▸ DIRECTION:
Rewrite all the data below as a numbered list with one line per number, skipping any blank lines and leaving out the pictures.
## Start PROVIDED INFORMATION
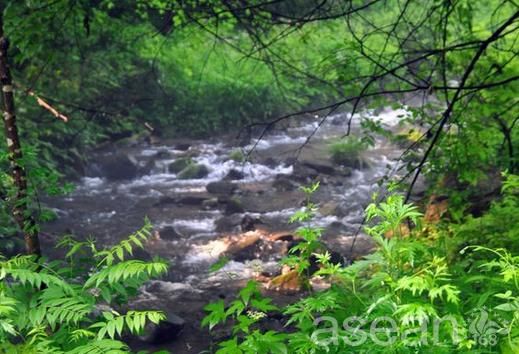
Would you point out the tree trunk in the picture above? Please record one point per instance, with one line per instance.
(20, 209)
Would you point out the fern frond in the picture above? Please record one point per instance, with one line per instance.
(125, 247)
(126, 270)
(134, 321)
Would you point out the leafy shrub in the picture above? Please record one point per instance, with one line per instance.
(64, 306)
(347, 151)
(410, 290)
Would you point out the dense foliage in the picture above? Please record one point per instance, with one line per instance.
(120, 69)
(65, 306)
(419, 292)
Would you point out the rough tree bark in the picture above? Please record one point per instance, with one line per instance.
(20, 209)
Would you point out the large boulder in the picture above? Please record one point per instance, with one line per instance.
(179, 164)
(233, 206)
(228, 223)
(221, 188)
(193, 171)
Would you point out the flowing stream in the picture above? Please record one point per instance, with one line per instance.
(193, 226)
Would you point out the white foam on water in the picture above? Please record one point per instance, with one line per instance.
(391, 117)
(275, 140)
(209, 252)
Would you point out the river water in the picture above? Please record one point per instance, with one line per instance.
(193, 226)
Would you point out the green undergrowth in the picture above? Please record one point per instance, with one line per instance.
(430, 290)
(69, 305)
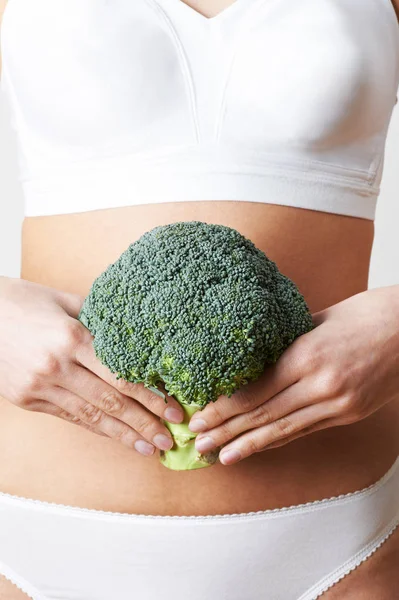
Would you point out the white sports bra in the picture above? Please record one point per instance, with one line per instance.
(125, 102)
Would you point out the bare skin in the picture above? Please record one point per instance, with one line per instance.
(328, 256)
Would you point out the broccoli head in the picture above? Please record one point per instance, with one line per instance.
(198, 308)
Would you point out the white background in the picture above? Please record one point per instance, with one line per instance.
(385, 256)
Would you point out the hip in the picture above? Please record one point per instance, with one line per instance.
(45, 458)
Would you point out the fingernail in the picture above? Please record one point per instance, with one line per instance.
(229, 457)
(157, 391)
(197, 425)
(204, 444)
(163, 441)
(144, 447)
(174, 415)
## End PROVIDED INFORMATION
▸ EXERCISE RESPONSE:
1. Would you point out the tree trunk in the picture above? Please record one point per instance, with one line per instance.
2. (20, 209)
3. Would you point out the fern frond in the picture above? Please record one point per instance, with one line per instance.
4. (125, 247)
5. (126, 270)
6. (134, 321)
7. Would you point out the leafy shrub in the picture above? Please record one point per instance, with one line per instance.
8. (64, 306)
9. (347, 151)
10. (410, 290)
11. Would you point out the dense foliage in the picture above? Please record one point per instance, with one line per instance.
12. (120, 69)
13. (65, 306)
14. (419, 292)
15. Would you point out the rough tree bark in the picture above? Please record one point per instance, with one line per instance.
16. (20, 209)
17. Would you point out the large boulder in the picture above? Please record one point per instance, with one line per instance.
18. (179, 164)
19. (233, 206)
20. (228, 223)
21. (221, 188)
22. (193, 171)
23. Would you point out the flowing stream in the picture above? Please record one point per instance, with one line per instance.
24. (193, 226)
25. Would you point out the white foam on water in the picture above? Please record one point per instance, with one line per instance.
26. (391, 117)
27. (275, 140)
28. (209, 252)
29. Would you point out the river water in the picture above? Please record one point per instance, with one line per instance.
30. (193, 226)
31. Would you point out the green undergrowth in the picture above? Please record one point per instance, with one line per instance.
32. (430, 290)
33. (69, 305)
34. Would you point out the white sports bra in the picture above? Please record one point per instance, with one line per instance.
35. (125, 102)
36. Would you point out the bare skin in the picture above? Please record one point per instance, with one line per instance.
37. (328, 256)
38. Would you point out the broccoli head in the picture above? Please record one point per instance, with one line per instance.
39. (198, 308)
40. Would you point out the white background in the picture above? Please record one point per instance, with one line per instance.
41. (385, 256)
42. Would you point out the hip in the picture above? Please record one point per instance, with one line per instance.
43. (45, 458)
44. Would you point out the fingernail in the picture above? Please record one point per instance, with one line per instance.
45. (229, 457)
46. (157, 391)
47. (197, 425)
48. (204, 444)
49. (163, 441)
50. (144, 447)
51. (174, 415)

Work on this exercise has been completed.